Work request :: Could you return all of the entries below exactly, minus the pictures?

Data extracts ::
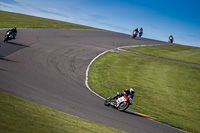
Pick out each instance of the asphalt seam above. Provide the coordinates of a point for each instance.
(129, 52)
(130, 110)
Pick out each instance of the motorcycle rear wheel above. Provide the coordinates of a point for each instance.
(107, 101)
(123, 106)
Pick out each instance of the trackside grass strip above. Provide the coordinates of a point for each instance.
(166, 90)
(175, 52)
(9, 20)
(21, 116)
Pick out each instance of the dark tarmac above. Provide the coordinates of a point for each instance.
(48, 67)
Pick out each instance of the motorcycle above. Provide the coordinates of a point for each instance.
(171, 39)
(134, 35)
(140, 33)
(9, 36)
(121, 103)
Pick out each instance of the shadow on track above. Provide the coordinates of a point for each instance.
(8, 48)
(2, 58)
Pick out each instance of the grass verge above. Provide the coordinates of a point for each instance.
(175, 52)
(9, 20)
(21, 116)
(166, 90)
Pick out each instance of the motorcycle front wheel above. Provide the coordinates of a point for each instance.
(123, 106)
(107, 101)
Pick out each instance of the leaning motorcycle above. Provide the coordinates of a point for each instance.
(140, 33)
(134, 35)
(121, 103)
(171, 39)
(9, 35)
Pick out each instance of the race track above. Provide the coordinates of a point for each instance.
(48, 66)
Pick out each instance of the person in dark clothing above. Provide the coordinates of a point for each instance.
(13, 31)
(126, 92)
(140, 32)
(136, 30)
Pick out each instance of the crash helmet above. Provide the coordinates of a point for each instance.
(132, 90)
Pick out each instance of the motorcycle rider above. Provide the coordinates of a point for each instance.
(126, 92)
(136, 30)
(171, 38)
(13, 31)
(135, 33)
(140, 32)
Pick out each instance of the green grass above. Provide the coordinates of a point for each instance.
(9, 20)
(21, 116)
(175, 52)
(166, 90)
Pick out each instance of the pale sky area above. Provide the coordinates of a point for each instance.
(158, 18)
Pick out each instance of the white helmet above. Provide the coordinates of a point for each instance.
(132, 90)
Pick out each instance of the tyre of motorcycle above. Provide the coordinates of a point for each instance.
(6, 39)
(107, 101)
(123, 106)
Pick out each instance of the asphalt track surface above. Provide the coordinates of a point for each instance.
(48, 67)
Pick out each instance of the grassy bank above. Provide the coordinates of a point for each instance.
(8, 20)
(166, 90)
(21, 116)
(175, 52)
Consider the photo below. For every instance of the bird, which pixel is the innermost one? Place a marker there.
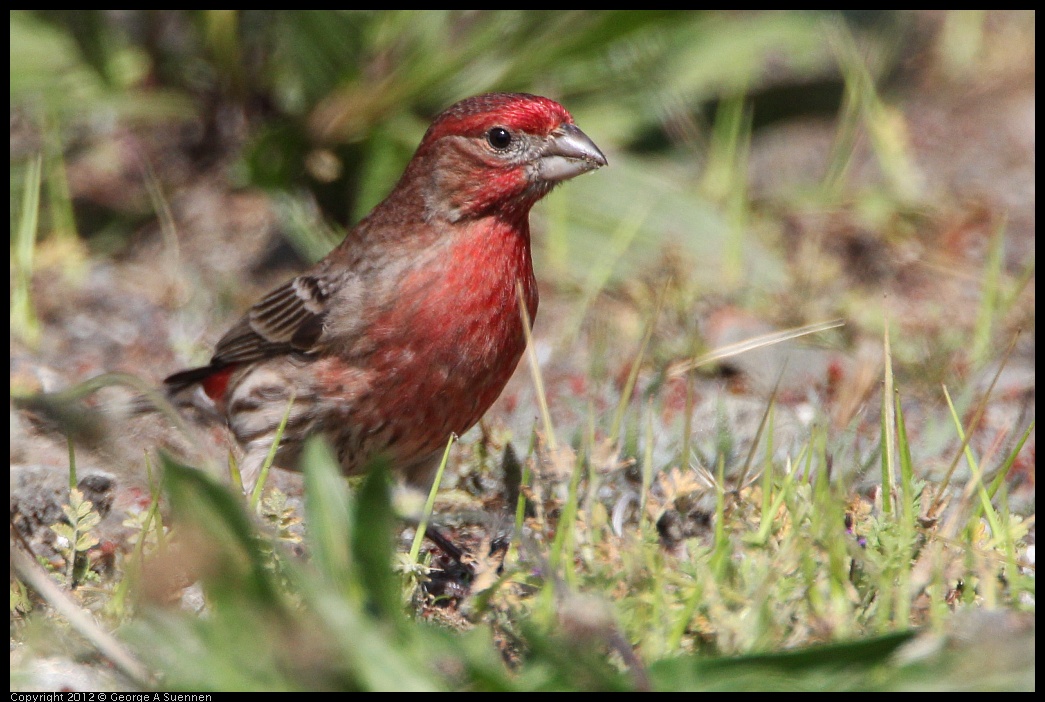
(408, 330)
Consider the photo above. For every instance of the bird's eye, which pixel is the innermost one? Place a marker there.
(500, 138)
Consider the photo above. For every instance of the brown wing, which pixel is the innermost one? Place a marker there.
(288, 319)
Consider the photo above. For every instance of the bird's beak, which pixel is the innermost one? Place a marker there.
(567, 154)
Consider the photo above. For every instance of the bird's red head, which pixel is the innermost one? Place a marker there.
(498, 154)
(473, 116)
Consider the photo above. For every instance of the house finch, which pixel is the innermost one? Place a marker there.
(411, 327)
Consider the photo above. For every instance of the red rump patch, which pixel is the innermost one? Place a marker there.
(215, 383)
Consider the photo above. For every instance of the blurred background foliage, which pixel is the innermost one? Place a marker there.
(330, 104)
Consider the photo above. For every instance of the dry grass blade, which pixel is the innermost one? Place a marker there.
(751, 344)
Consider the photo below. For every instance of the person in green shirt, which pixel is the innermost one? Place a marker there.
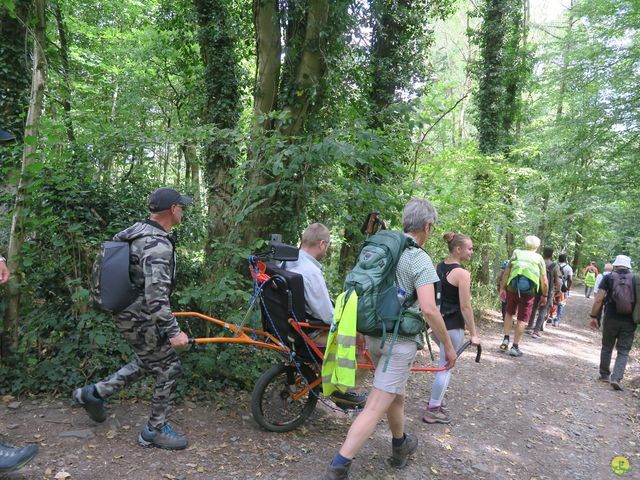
(525, 276)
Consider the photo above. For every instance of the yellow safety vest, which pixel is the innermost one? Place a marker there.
(339, 366)
(527, 264)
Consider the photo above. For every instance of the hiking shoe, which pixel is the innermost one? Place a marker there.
(164, 437)
(436, 415)
(15, 458)
(515, 352)
(616, 385)
(93, 405)
(400, 455)
(337, 472)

Answer space ::
Pick out each instance of the asphalt seam above. Provide the coordinates of a point for each instance.
(129, 52)
(130, 110)
Pick out each instance of the motorcycle rear wheel above. Provide the coordinates of a point for each instance.
(107, 101)
(123, 106)
Pick out each instance of the trackside grass strip above. Provide the coordinates of a point for each instance.
(166, 90)
(175, 52)
(9, 20)
(21, 116)
Pick out each instance of the dark tarmac above. Provide the coordinates of a point for each instance.
(48, 67)
Pick out each instance of the motorcycle above. Provide the coordinates of a point for each instance.
(171, 39)
(134, 35)
(140, 33)
(9, 36)
(121, 103)
Pick out each instance of the shadow on track above. Provide the coordinates of a point for each instance.
(8, 48)
(2, 58)
Pick out each instance of the grass verge above. Provide the coordinates of a point for each instance.
(175, 52)
(9, 20)
(21, 116)
(166, 90)
Pick out each instance of the motorcycle front wheel above. Provide the coordinates of a point for each instance.
(123, 106)
(107, 101)
Pick out each instance of the leaning motorcycle above. Provide the coordinates of a point for each instance.
(140, 33)
(134, 35)
(121, 103)
(171, 39)
(9, 35)
Pick out each instance of the race track above. Provide the coordinates of a point for each instance.
(48, 66)
Pick out each instance of the person in dark clothing above. Provide the coordinates of a point for each instance.
(13, 31)
(126, 92)
(140, 32)
(136, 30)
Pick out each instance of the crash helmet above. Provide the coordinates of a point for each instance.
(132, 90)
Pick out each instance of the motorcycle rider above. Provide the coordinates of a point for each instance.
(126, 92)
(136, 30)
(171, 38)
(13, 31)
(135, 33)
(140, 32)
Pick out each instance of the green grass above. Provide the coordinates of a point for each instance.
(9, 20)
(21, 116)
(175, 52)
(166, 90)
Pick out each instance of the pale sky area above. Provide the coordinates of a point for each instance.
(158, 18)
Pick out each instance of the white helmet above. Provide the coordinates of a point for each instance.
(132, 90)
Pick out each instance of the tyre of motorcycle above. Provide the coordinates of a point for each instance.
(6, 39)
(107, 101)
(123, 106)
Pick out each instance of the asphalt track surface above. Provide the coordinates of a point for each instance.
(48, 67)
Pick out each instance of the grassy bank above. Provide the coordinates of a point for each instance.
(8, 20)
(166, 90)
(21, 116)
(175, 52)
Consider the photo below. For every instance of the bird, which pixel is the innermost one? Place a marker there.
(408, 330)
Consider the photo above. For every instance of the bird's eye, which pixel is the innermost one? Place a marker there.
(500, 138)
Consider the photo above. For every instance of the brown wing, which pixel is the innermost one? Place a marker there.
(288, 319)
Consider the photo above. For every instance of the bird's beak, which pixel is the innermost one? Place a marker there.
(567, 154)
Consider the photo above. For every instance of the bird's red head, which pixel is the innermost one? Place a marker there.
(498, 154)
(473, 116)
Consider the photo above. For every instance of the house finch, which pixel is the innermost one? Place a marker there.
(411, 327)
Consider the photo above. For every instance of the red rump patch, which pixel is the innermost one? Place a marker there.
(215, 383)
Consider the photo above. For every instance of the blurred background foliage, which pixel is the innermost one? Place a marker there.
(330, 104)
Consider the photo above. For every instance of the dry grass blade, which pixel is the innermost one? Place a marker there.
(751, 344)
Consider the photo below. For every instance of the person in green shirt, which pixel is the innermost one? Place a marker there.
(525, 276)
Consider the photo above. For every instance of the yellow safety vest, which pixel is the innermost one? Place a marker there.
(339, 366)
(527, 264)
Consider the photo above. For every instance of the hiking shoe, which pixel is the innermost one? Place a marker there.
(164, 437)
(436, 415)
(15, 458)
(515, 352)
(616, 385)
(93, 405)
(400, 455)
(337, 472)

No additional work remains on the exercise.